● Aim of the task:
Return every line of the records below without any change, leaving out the pictures.

[Excerpts from point annotation data]
###
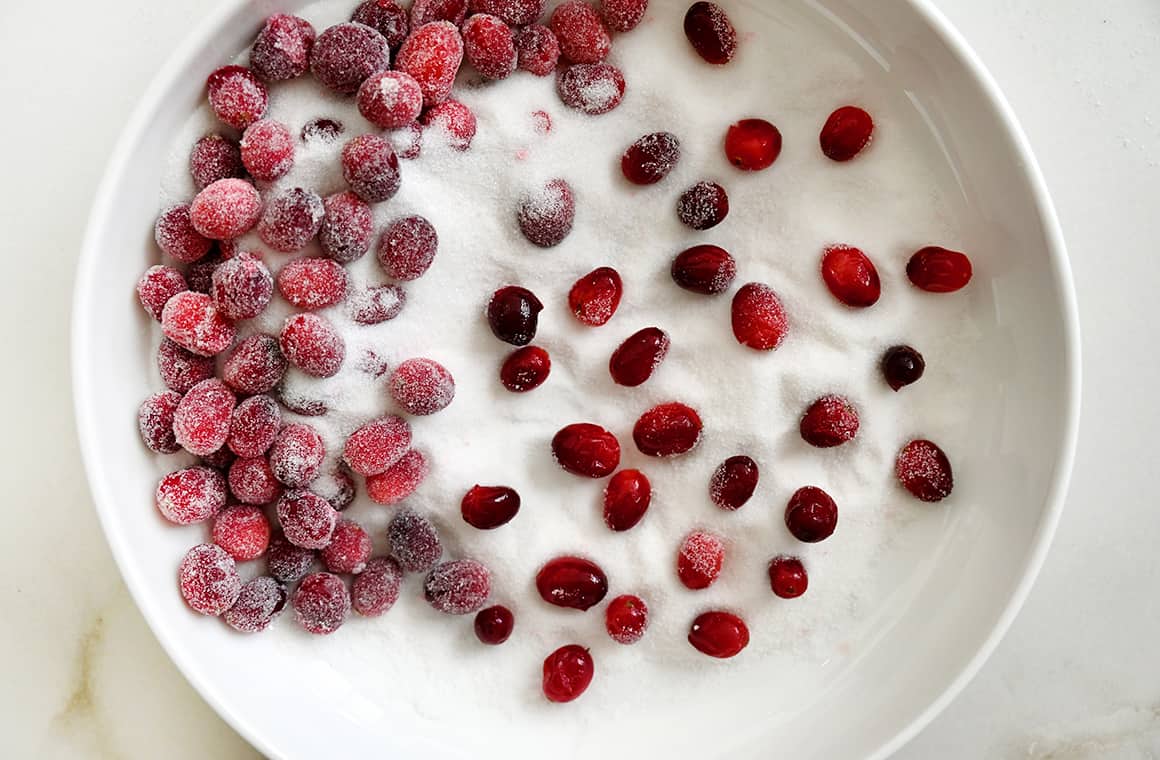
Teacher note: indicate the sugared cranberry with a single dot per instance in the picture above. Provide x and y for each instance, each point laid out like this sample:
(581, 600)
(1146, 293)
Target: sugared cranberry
(923, 470)
(595, 296)
(638, 356)
(667, 429)
(321, 603)
(567, 673)
(190, 496)
(901, 366)
(937, 269)
(651, 158)
(526, 369)
(347, 53)
(831, 420)
(592, 88)
(626, 499)
(811, 514)
(626, 619)
(586, 449)
(718, 634)
(759, 318)
(846, 132)
(458, 587)
(493, 624)
(572, 581)
(237, 96)
(545, 216)
(209, 579)
(490, 506)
###
● Problem solution:
Teacher note: indicate the sugared cranberry with a single dot per instance in the picture above. Provide x and y for each instance, each point laid out like this sample:
(581, 600)
(1146, 293)
Target: sugared cranberry
(923, 470)
(595, 296)
(638, 356)
(667, 429)
(321, 603)
(567, 673)
(190, 496)
(901, 366)
(937, 269)
(651, 158)
(526, 369)
(347, 53)
(831, 420)
(592, 88)
(626, 499)
(811, 514)
(626, 619)
(586, 449)
(718, 634)
(759, 318)
(846, 132)
(458, 587)
(493, 624)
(572, 581)
(237, 96)
(545, 216)
(209, 579)
(490, 506)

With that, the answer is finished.